Problem statement: Copy the abstract on exercise blood pressure and endothelial vasodilator function below, reproducing every line word for word.

Supplied text:
[Start of Attachment]

Exaggerated exercise blood pressure is related to impaired endothelial vasodilator function.

Am J Hypertens 2004 Apr;17(4):314-20

Department of Medicine, Division of Cardiology, Johns Hopkins School of Medicine, Baltimore, Maryland 21224, USA.

Background: Persons with high normal blood pressure (BP) or mild hypertension who also have an exaggerated BP response to exercise are at risk for worsening hypertension. The mechanisms that explain this relationship are unknown. We examined the relationships of endothelial vasodilator function and of aortic stiffness with exercise BP.

Methods: Subjects were 38 men and 44 women, aged 55 to 75 years, with untreated high normal BP or mild hypertension but otherwise healthy. Exercise was performed on a treadmill. Endothelial vasodilator function was assessed as brachial artery flow-mediated vasodilation (FMD) during reactive hyperemia. Aortic stiffness was measured as pulse wave velocity (PWV).

[End of Attachment]

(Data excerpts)
[Start of Attachment]

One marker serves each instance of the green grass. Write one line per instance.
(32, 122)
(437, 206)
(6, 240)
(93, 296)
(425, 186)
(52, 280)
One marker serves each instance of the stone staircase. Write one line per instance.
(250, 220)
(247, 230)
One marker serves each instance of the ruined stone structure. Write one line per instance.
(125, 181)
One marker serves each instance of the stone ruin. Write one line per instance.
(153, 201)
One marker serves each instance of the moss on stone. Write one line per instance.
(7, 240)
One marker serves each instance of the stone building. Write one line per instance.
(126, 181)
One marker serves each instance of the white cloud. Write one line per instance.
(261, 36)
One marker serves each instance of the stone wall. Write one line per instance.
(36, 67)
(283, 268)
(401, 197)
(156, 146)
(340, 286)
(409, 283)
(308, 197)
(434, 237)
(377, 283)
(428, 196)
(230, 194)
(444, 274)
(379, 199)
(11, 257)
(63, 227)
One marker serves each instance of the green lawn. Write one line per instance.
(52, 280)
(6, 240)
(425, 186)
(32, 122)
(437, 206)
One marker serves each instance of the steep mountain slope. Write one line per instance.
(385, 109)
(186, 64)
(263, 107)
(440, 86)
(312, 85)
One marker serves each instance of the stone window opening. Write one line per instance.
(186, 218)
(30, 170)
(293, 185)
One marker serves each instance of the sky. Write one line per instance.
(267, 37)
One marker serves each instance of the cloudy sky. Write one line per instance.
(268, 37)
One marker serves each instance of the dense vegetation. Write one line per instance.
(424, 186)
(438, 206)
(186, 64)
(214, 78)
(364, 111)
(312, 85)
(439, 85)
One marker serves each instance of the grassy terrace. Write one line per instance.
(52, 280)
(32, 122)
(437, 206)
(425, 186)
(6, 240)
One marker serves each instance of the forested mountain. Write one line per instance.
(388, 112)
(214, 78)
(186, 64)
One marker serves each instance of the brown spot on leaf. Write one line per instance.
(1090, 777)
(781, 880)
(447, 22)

[End of Attachment]

Result:
Exaggerated exercise blood pressure is related to impaired endothelial vasodilator function.

Am J Hypertens 2004 Apr;17(4):314-20

Department of Medicine, Division of Cardiology, Johns Hopkins School of Medicine, Baltimore, Maryland 21224, USA.

Background: Persons with high normal blood pressure (BP) or mild hypertension who also have an exaggerated BP response to exercise are at risk for worsening hypertension. The mechanisms that explain this relationship are unknown. We examined the relationships of endothelial vasodilator function and of aortic stiffness with exercise BP.

Methods: Subjects were 38 men and 44 women, aged 55 to 75 years, with untreated high normal BP or mild hypertension but otherwise healthy. Exercise was performed on a treadmill. Endothelial vasodilator function was assessed as brachial artery flow-mediated vasodilation (FMD) during reactive hyperemia. Aortic stiffness was measured as pulse wave velocity (PWV).